[Prompt] A word-for-word repetition of the records beneath this task is the expected answer.

[Given records]
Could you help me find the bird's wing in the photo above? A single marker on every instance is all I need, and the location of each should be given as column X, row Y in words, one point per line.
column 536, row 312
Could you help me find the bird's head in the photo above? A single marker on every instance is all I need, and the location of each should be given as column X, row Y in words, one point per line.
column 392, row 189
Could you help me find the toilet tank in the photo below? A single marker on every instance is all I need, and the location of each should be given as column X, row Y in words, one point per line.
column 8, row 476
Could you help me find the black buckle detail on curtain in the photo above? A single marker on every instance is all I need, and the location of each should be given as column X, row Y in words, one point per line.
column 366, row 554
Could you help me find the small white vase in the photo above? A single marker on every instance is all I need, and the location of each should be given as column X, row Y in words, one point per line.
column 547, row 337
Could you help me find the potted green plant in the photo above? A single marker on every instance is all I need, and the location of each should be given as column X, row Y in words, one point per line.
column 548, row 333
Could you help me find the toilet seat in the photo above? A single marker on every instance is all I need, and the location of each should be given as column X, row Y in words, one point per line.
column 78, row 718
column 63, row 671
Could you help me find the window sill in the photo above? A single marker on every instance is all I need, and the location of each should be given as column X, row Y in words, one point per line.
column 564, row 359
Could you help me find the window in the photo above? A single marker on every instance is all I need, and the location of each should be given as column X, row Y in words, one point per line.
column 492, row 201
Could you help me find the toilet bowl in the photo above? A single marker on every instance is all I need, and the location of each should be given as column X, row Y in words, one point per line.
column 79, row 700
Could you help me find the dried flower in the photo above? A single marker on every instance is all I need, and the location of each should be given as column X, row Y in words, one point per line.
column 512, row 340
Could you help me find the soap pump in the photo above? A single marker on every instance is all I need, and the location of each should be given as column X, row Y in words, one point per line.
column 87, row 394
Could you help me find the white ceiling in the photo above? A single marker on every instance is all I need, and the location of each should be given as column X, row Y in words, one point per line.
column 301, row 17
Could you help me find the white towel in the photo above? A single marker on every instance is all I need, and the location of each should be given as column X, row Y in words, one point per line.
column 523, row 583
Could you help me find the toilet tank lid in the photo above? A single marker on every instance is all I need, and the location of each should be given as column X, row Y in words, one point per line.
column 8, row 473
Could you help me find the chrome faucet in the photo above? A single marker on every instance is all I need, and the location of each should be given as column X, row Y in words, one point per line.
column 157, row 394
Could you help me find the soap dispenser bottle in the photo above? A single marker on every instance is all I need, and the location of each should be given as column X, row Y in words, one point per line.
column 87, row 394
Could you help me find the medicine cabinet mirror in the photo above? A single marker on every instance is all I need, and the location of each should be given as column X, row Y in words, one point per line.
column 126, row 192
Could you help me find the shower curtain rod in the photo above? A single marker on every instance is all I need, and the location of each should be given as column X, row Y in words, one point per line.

[Reply]
Could you help me find the bird's wing in the photo above? A single marker on every instance is all I need, and the location of each should be given as column X, row Y in words, one point per line.
column 536, row 312
Could you help me find the bird's head in the photo above? A single marker on every instance is all I need, and the location of each should be given as column X, row Y in words, one point per line.
column 392, row 189
Could you help me find the toilet tank in the photo below? A single marker on every instance is all I need, and the location of each should be given as column X, row Y in words, one point per line.
column 8, row 476
Could you help me find the black buckle detail on curtain in the photo above? A single marker on every instance is all I need, and the location of each should be given as column X, row Y in words, one point per line.
column 366, row 554
Could you help me find the small white vase in the photo above? A single marker on every instance is all I need, and the location of each should be given as column X, row Y in words, one point per line.
column 547, row 337
Could you help me find the potted green plant in the photo above? A single marker on every instance is all I need, and the location of each should be given as column X, row Y in words, one point per line.
column 548, row 333
Could you help me find the toilet seat in the photo above? A single marker on every instance is all I need, and the location of each should be given as column X, row Y in words, one point per line.
column 78, row 718
column 63, row 671
Could you help me find the window sill in the photo above? A single marker on every instance is all I need, and the location of each should be given as column X, row Y in words, one point per line.
column 564, row 359
Could you help me find the window in the photo above? A single marker on every instance is all I need, and the location of each should be given as column X, row Y in words, one point per line.
column 492, row 201
Could you help me find the toilet bowl in the photo above? A single marker on every instance is all I need, and the location of each should be given as column X, row Y in words, one point per line.
column 79, row 700
Could you help me find the dried flower in the photo above? A single marker on every instance is all I need, and the location of each should be given as column X, row Y in words, one point per line.
column 512, row 340
Could you help me find the soap pump in the photo above? A single marker on every instance is all I need, and the location of each should be given as column X, row Y in words, one point per line.
column 87, row 394
Could you help me find the white ceiling in the photo above? A single marker on every instance is all I need, and the location of each should be given as column X, row Y in words, one point per line.
column 301, row 17
Could you help me find the white towel in the photo above? A single marker on every instance is all I need, and the location of each should be given as column X, row Y in words, one point per line.
column 523, row 583
Could you help me find the toilet tank lid in the photo above? A single marker on every instance is all I need, and the location of each should be given as column X, row Y in words, one point per line.
column 8, row 473
Could you help me find the chrome faucet in the photo above? A single marker on every instance is all I need, and the location of each should be given as column X, row Y in words, one point per line.
column 157, row 394
Could you help me find the soap dispenser bottle in the photo above? A single marker on every instance is all I need, and the location of each should be given as column X, row Y in words, one point per line.
column 87, row 394
Could you help me find the medicine cabinet mirror in the photo above? A single marker on every instance is all I need, and the location of each should be given as column X, row Y in words, one point per line.
column 126, row 192
Could you help me find the shower curtain rod in the photo above? A single marker on every instance is all I need, and the location of each should be given as column X, row Y in words, one point per line.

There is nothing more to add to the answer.